# Job A
In the passage on the Letov Š-28, what did the "v" in the designation Š-328v stand for?
# Job B
Please carry the passage on the Letov Š-28 forward from its last sentence.

[Passage — start]

The Letov Š-28 was a Czechoslovak single-engined, two-seat reconnaissance aircraft. It was manufactured by Letov Kbely in a number of versions with different powerplants. The most important version was the Š-328, which was produced in relatively high quantities (412 planes produced).

History 

Design work started in 1932 to meet a requirement from the Finnish Air Force although they never accepted the type.  It first flew in 1934 and began equipping the Czechoslovak Air Force the following year. The machine was made in two versions—with wheeled undercarriage for land use and with floats for water operations. Although Czechoslovakia was a land-locked nation, a floatplane target tug was necessary for a Czechoslovak anti-aircraft artillery training depot in the Bay of Kotor (now in Montenegro) and four were built as the Š-328v (v stood for vodní or water). It was used as a reconnaissance aircraft, light bomber and ground-attack aircraft for the Czechoslovakia Air Force during the mid- and late-1930s and in that same role during the early months of World War II, when the Slovak Air Force came under German control following its occupation of Czechoslovakia in March 1939. 13 planes from first production batch were tested as night fighters, armed with four 7,92 mm vz.30 machine guns in the wings and two movable vz.30s for the observer. These were later modified for normal use because without radar whose effectiveness was minimal. 
At the time of the Munich agreement, which ended the Sudeten crisis the Czechoslovak Air Force had 227 planes in operational units and 87 in training schools and mobilisation depots. 
Production continued even after German occupation of Czechoslovakia until 1940, the last planes being 30 Š-328 produced for Bulgaria, and 50 planes of that type ordered by Slovakia in July 1938. Altogether, 412 Letov Š-328 were produced.

[Passage — finish]
[Data excerpts — start]

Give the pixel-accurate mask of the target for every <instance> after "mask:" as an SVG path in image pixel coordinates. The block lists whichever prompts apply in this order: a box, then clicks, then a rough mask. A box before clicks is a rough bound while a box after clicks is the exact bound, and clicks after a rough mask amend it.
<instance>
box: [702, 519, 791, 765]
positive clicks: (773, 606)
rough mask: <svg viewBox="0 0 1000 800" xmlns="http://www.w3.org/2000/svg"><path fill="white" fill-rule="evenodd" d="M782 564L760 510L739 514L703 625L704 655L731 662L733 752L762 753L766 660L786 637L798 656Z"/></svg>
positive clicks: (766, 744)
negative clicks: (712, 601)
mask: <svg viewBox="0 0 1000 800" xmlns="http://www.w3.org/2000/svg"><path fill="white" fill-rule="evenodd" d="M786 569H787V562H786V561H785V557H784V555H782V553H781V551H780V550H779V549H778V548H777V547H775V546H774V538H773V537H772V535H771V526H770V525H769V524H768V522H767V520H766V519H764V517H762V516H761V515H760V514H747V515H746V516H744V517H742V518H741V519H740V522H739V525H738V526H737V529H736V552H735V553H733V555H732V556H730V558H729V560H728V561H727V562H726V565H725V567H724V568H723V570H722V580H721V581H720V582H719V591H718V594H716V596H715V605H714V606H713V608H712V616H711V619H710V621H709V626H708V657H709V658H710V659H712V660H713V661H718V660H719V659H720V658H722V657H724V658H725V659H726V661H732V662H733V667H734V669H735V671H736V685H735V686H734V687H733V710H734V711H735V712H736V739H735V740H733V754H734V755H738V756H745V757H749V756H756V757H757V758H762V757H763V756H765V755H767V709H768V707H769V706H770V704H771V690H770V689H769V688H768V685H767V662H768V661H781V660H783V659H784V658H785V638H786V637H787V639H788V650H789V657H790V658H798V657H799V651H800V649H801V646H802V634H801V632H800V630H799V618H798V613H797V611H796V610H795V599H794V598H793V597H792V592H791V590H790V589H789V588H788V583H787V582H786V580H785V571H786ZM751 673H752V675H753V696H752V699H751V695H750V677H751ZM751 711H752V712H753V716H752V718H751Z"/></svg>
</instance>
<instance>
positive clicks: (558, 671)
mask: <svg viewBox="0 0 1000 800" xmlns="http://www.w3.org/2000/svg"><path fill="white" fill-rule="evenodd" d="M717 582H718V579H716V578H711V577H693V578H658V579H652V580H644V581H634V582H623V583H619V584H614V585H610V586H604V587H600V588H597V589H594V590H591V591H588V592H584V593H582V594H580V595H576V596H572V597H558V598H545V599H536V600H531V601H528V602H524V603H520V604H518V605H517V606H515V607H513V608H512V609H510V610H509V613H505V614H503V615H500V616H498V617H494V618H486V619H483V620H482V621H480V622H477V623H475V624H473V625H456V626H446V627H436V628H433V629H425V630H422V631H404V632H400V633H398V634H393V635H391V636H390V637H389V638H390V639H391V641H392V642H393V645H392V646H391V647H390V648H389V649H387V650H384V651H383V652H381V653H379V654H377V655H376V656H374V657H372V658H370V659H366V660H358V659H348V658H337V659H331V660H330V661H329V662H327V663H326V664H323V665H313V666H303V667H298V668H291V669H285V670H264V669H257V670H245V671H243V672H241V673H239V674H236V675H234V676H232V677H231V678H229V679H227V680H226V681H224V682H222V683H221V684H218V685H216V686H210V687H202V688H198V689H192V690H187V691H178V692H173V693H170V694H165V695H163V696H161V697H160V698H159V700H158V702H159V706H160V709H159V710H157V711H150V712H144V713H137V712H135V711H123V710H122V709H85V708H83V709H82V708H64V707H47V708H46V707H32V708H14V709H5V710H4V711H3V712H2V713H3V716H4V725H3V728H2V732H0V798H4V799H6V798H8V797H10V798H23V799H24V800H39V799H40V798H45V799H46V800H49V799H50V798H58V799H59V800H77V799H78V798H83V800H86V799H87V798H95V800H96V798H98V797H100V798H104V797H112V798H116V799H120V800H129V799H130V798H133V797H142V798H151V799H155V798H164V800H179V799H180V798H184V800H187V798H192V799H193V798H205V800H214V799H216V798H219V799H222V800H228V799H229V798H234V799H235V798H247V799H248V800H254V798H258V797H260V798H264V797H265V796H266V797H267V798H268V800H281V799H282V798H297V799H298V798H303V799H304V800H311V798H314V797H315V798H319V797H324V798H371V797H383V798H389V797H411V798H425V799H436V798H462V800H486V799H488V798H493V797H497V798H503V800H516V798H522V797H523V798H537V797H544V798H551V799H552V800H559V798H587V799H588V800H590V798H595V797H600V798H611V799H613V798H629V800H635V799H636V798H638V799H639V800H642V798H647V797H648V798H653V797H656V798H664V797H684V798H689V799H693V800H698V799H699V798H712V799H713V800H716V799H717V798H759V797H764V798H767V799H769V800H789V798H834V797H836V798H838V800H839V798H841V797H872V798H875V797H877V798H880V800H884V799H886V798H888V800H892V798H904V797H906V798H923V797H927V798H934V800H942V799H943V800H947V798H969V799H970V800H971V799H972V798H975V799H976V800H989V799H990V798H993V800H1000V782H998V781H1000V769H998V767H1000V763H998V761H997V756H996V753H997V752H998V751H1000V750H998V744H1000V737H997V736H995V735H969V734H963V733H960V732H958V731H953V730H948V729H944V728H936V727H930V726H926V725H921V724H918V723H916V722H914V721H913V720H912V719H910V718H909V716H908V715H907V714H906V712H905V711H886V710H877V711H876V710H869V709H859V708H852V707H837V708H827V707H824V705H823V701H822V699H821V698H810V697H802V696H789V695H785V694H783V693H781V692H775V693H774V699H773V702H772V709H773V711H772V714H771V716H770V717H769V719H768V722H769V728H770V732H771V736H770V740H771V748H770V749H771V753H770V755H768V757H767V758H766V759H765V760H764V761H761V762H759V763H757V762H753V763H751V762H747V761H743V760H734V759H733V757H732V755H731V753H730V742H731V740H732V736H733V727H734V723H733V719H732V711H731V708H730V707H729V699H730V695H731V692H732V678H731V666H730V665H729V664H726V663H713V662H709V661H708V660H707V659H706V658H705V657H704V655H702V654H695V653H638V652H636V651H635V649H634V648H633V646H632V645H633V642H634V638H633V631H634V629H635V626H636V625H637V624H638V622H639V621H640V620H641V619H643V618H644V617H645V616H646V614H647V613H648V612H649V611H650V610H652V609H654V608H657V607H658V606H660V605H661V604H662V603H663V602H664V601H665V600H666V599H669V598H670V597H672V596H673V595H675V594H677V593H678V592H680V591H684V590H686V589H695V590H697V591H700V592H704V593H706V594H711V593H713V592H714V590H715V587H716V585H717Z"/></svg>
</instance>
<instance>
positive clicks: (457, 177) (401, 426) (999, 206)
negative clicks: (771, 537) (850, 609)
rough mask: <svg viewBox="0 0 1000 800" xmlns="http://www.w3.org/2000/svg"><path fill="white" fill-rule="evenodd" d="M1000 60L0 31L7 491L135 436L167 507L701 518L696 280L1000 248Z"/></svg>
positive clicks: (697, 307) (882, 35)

[Data excerpts — finish]

# Result A
It stood for vodní, meaning water.

# Result B
The Letov Š-328's combat record is vague but some sources suggest that some Š-328 landplanes may have been used during the Spanish Civil War however there is no evidence to confirm this and is likely a misidentification of another type.
The Germans used captured Š-328s both as trainers and in the night attack role on the Eastern Front in the Winter of 1942–43.  The Germans handed over some of these machines to their allies, Bulgaria, and Slovakia.

The Slovak Š-328s carried out reconnaissance and bombing sorties in support of the Slovak participation in the Invasion of Poland in September 1939. Following Slovakia's participation in the German Invasion of the Soviet Union in 1941, Slovak Š-328s were used for patrol and reconnaissance flights and a few of them also attacked soviet trucks and cars. They were again used in anti-partisan operations in western Ukraine in the summer of 1942. At least 11 Slovakian aircraft were seized by Slovak insurgents and flown against the Germans in late 1944 during the Slovak National Uprising in September to October 1944. The unit never had more than three aircraft operational at time, but they were an important asset. On 7 September 1944, this aircraft achieved one of the last downings of an enemy aircraft achieved by a biplane, when a patrolling Š-328 was attacked by a reconnaissance Focke-Wulf Fw 189. The Fw 189 was damaged by machine gun fire and forced to land in an area controlled by the insurgents.

Operators

Bulgarian Air Force purchased 62 Š-328s from Germany in 1939, naming them the Vrana (Crow), of which 30 were produced after German occupation of Czechoslovakia. Till 1942 they were also used for anti-submarine patrols over the Black Sea. They remained in service until at least September 1944.

Czechoslovakian Air Force
Czechoslovakian National Security Guard

Estonian Air Force

Luftwaffe

Royal Romanian Air Force - one Š-328 escorting train with refugees landed in Romania following the Slovak–Hungarian War. It was used for training until 1941 when it was retired following an accident.

Slovak Air Force
Slovak Insurgent Air Force

Variants
 Š-28 - prototype with Walter Castor engine (one built)
 Š-128 - production version with Gnome et Rhone-built Bristol Mercury VII engine (12 built)
 Š-228 - production version for Estonia with Walter-built Bristol Mercury VII (four built)
 Š-328F - prototype for Finland, powered by 580 hp (433 kW) Bristol Pegasus IIM-2 radial engine (1 built).
 Š-328 - main production version.  Approx 412 built in total, including:
 Š-328N- night fighter, armed with four forward-firing and two flexibly mounted machine guns.
 Š-328V - floatplane target tug (four built)
 Š-428 - close ground support aircraft covering armies on the battlefield. The engine was an Avia VR-36 545 kW, V-12 liquid-cooled inline piston engine of 740 hp (one built)
 Š-528 - planned replacement for Š-328 developed in 1935, powered by 800 hp (597 kW) Gnome-Rhône Mistral Major (six built).

Specifications (Š-328)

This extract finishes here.